Your goal
Each line of the data must be copied exactly.

Data records
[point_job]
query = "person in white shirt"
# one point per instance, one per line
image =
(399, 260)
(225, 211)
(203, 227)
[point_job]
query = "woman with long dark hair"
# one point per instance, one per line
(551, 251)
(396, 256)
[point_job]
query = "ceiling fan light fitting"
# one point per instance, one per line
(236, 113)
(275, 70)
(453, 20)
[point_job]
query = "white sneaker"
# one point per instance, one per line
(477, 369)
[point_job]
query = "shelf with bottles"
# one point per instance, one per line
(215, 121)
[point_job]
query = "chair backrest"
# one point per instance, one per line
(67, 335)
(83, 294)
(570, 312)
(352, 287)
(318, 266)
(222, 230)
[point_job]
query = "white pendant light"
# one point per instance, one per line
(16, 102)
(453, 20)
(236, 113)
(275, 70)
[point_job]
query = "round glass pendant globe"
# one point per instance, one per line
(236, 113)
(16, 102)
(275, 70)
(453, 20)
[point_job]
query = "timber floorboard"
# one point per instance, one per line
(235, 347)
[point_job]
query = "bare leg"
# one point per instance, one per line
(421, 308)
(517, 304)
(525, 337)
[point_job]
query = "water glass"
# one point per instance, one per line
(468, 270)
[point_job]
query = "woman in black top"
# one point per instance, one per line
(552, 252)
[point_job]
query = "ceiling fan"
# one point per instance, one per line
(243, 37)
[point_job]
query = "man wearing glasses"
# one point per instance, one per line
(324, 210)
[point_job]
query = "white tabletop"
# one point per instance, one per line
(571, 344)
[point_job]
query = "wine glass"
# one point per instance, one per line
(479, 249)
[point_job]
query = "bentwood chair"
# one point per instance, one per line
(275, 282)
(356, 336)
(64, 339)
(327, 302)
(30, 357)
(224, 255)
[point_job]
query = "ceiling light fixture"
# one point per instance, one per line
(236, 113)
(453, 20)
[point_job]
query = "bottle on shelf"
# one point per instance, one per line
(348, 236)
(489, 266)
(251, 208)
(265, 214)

Output below
[point_job]
query = "person in white shirt"
# one point per instance, one per line
image =
(399, 260)
(225, 211)
(203, 227)
[point_job]
query = "woman with long dark hair"
# one point per instance, one per line
(551, 251)
(396, 256)
[point_job]
query = "ceiling fan light fitting"
# one point per instance, one per line
(236, 113)
(275, 70)
(453, 20)
[point_job]
query = "white sneaker"
# one point per instance, one per line
(477, 369)
[point_job]
query = "shelf with bottles"
# one point per instance, one per line
(215, 121)
[point_job]
query = "chair backrest"
# one point per instance, one per line
(67, 335)
(83, 294)
(570, 312)
(352, 287)
(318, 266)
(222, 230)
[point_job]
query = "white pendant light"
# one point per instance, one per line
(16, 102)
(453, 20)
(236, 113)
(275, 70)
[point_job]
query = "round glass pendant globe"
# one point per instance, one per line
(236, 113)
(16, 102)
(275, 70)
(453, 20)
[point_job]
query = "timber floorboard"
# one point per instance, one per line
(235, 347)
[point_job]
query = "bare leg"
# one point per instance, one per line
(421, 308)
(517, 304)
(525, 337)
[point_job]
query = "water glass"
# one point per instance, one per line
(468, 270)
[point_job]
query = "woman in black top"
# one point per instance, one per line
(552, 252)
[point_job]
query = "ceiling fan"
# one point per instance, one per line
(243, 37)
[point_job]
query = "man wearing glasses"
# one point per instance, one per line
(324, 210)
[point_job]
query = "white tabletop"
# one point per instance, one per line
(571, 344)
[point_job]
query = "wine glass"
# one point per instance, one per line
(479, 249)
[point_job]
query = "bentwood chair"
# one point per instance, one per line
(275, 282)
(356, 336)
(64, 339)
(327, 302)
(30, 357)
(224, 255)
[point_job]
query = "ceiling light fixture"
# one point per instance, one per line
(236, 113)
(453, 20)
[point_job]
query = "bottle on shelf"
# one point per instance, one per line
(348, 236)
(489, 266)
(251, 208)
(265, 214)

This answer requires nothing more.